▶ [Entries shown]:
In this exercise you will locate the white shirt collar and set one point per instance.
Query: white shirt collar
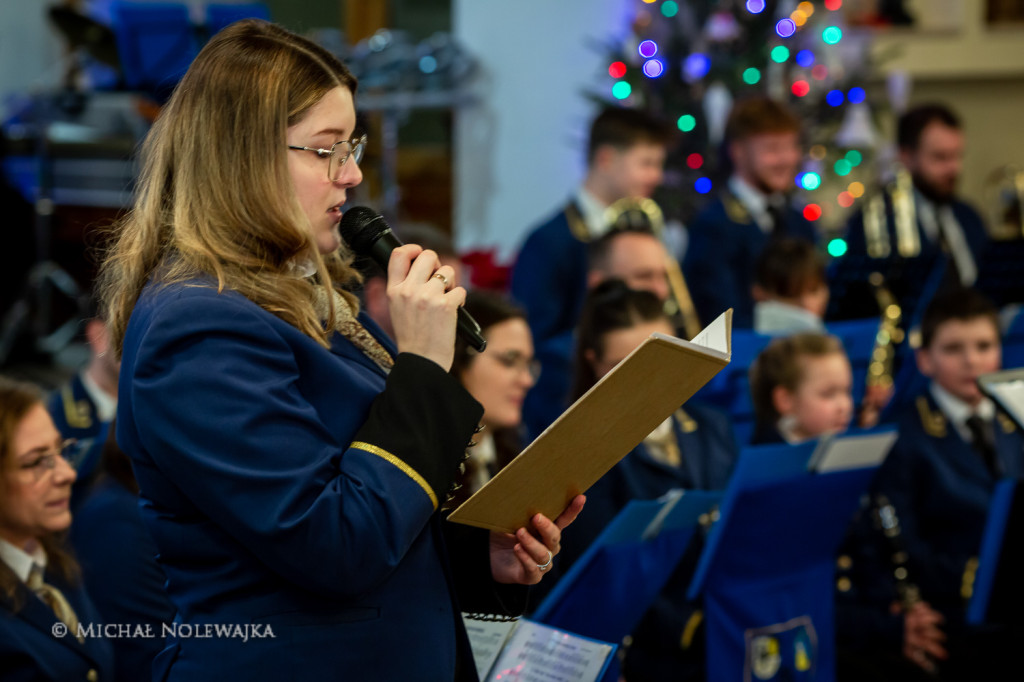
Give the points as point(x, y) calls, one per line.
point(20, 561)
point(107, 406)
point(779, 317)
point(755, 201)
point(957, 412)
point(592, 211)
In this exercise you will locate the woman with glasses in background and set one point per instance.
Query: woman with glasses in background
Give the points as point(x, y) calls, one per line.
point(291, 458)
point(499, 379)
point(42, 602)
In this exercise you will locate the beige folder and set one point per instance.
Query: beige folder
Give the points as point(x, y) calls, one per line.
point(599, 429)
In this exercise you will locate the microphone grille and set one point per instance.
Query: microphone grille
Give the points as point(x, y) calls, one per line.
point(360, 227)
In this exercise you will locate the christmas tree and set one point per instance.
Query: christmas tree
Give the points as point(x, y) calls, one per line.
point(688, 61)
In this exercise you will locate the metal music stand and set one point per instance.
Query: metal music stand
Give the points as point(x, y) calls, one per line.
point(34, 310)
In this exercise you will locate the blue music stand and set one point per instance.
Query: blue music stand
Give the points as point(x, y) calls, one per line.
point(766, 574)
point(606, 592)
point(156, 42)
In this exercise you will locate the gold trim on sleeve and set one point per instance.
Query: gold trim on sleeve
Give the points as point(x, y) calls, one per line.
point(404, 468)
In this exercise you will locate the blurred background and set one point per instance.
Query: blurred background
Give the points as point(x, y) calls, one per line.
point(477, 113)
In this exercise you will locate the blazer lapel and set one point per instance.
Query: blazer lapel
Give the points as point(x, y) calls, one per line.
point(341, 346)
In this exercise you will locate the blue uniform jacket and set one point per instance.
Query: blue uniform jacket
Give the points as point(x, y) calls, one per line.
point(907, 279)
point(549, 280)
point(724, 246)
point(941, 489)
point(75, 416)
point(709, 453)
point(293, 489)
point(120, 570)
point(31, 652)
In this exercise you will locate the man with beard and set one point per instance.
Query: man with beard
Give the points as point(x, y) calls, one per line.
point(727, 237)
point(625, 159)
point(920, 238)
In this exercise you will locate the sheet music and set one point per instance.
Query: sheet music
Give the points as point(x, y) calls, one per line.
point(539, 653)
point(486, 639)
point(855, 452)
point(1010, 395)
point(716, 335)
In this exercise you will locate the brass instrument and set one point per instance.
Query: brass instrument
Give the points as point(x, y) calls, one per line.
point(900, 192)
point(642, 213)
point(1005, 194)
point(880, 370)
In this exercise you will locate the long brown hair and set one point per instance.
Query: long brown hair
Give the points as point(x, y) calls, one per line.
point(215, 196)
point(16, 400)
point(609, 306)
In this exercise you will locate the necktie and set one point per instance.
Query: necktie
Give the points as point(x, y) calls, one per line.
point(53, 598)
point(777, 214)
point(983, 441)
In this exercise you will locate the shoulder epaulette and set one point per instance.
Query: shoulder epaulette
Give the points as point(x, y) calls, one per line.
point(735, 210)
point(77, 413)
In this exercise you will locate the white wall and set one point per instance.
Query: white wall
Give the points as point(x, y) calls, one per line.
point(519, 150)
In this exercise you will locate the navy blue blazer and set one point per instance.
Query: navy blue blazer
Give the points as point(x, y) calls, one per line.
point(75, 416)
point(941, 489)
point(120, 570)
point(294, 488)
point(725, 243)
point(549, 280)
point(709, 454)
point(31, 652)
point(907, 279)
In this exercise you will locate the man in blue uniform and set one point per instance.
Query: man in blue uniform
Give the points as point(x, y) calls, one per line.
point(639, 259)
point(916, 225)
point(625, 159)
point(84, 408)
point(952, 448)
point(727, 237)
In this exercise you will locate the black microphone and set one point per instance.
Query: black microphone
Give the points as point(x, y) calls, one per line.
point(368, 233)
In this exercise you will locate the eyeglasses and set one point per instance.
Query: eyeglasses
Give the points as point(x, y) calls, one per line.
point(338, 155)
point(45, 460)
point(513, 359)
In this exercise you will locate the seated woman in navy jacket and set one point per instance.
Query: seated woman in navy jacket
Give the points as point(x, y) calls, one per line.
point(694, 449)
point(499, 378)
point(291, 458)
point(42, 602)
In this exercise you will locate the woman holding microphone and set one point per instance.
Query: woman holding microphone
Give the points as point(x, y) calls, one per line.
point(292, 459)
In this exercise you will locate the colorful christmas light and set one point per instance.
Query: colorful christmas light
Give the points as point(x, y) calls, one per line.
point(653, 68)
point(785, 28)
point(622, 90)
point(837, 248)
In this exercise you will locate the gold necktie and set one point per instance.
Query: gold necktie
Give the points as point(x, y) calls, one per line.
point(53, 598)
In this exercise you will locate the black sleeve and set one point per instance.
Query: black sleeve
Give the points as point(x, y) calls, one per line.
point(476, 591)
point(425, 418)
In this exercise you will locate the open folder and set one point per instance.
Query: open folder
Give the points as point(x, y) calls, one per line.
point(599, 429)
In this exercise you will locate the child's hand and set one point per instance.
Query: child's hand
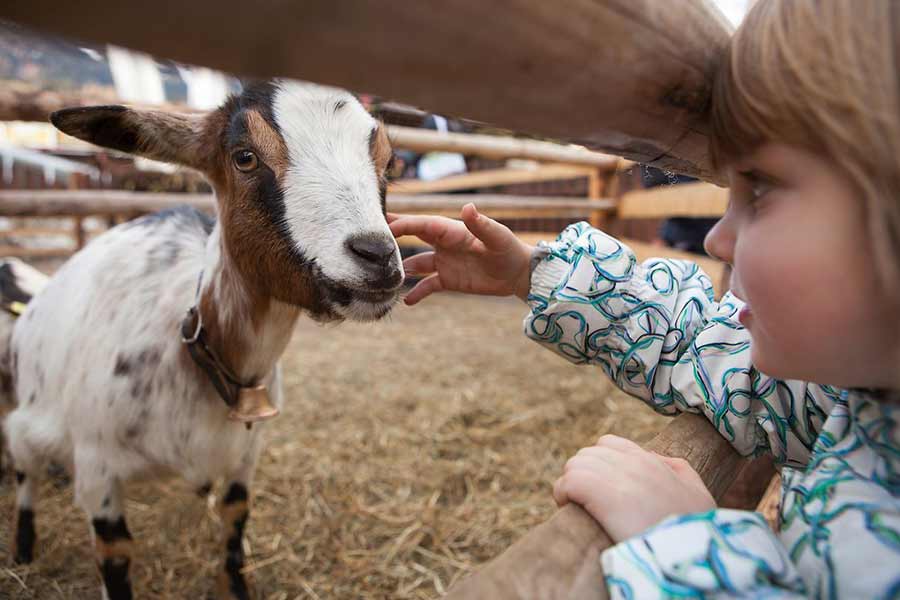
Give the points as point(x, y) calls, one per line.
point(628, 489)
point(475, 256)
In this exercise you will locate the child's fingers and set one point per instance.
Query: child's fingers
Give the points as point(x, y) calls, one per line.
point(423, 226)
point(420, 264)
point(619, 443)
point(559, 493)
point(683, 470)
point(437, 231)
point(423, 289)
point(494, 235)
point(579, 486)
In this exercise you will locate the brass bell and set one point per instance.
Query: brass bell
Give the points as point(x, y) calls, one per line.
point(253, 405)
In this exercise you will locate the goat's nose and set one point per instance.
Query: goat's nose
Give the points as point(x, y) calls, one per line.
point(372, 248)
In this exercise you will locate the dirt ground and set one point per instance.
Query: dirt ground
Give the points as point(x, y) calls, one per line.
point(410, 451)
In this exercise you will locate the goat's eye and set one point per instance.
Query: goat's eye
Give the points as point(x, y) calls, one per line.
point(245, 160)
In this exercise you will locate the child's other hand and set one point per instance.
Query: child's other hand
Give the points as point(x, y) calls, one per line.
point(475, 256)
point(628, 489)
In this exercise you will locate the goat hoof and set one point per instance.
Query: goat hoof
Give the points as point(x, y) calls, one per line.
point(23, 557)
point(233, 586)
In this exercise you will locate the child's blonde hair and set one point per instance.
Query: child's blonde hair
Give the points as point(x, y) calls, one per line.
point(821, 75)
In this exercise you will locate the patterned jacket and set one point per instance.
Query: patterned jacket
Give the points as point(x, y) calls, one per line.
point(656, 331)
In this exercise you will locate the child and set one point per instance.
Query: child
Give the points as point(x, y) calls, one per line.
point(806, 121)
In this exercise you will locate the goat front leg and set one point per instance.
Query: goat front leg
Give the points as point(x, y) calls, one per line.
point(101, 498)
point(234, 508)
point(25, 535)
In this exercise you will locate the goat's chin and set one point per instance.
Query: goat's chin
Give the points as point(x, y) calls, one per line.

▶ [What is expected]: Rewrite the stretch from the line containing "In this exercise you will locate the child's other" through the end of the lines, substituting "checkered" for "patterned" and leaving everything else unchanged.

▶ [Exercise result]:
In this exercise you will locate the child's other hand and set one point per instance.
Query: child's other hand
Give the points as point(x, y) calls, one per line.
point(475, 256)
point(628, 489)
In this exercise you will locate the goat hoof and set one point per instance.
Query: goat hoof
Give the points as point(x, y) calls, one per line.
point(23, 557)
point(233, 586)
In this exercise you will locate the child's blonde hair and set one point per instance.
Query: child's blonde hair
Give the points as point(x, y) calls, one per line.
point(821, 75)
In this exercise you will locate the checkered jacket and set one point per instance.
Query: checkered jacket
Give the points as point(x, y) calls, one per line.
point(656, 331)
In this exercise you will locate the child and set one point per instance.
Query: child
Give the points as point(x, y) calls, one per line.
point(806, 121)
In this exercise you will locate the goat front leg and set one point per instance.
Query: goat front leg
Give the points as point(x, y) calls, one per line.
point(101, 498)
point(234, 508)
point(25, 535)
In this exercise you will locate the goat's chin and set one point per instance.
Query: goat's chin
Give the points as point(x, y) calls, one per line.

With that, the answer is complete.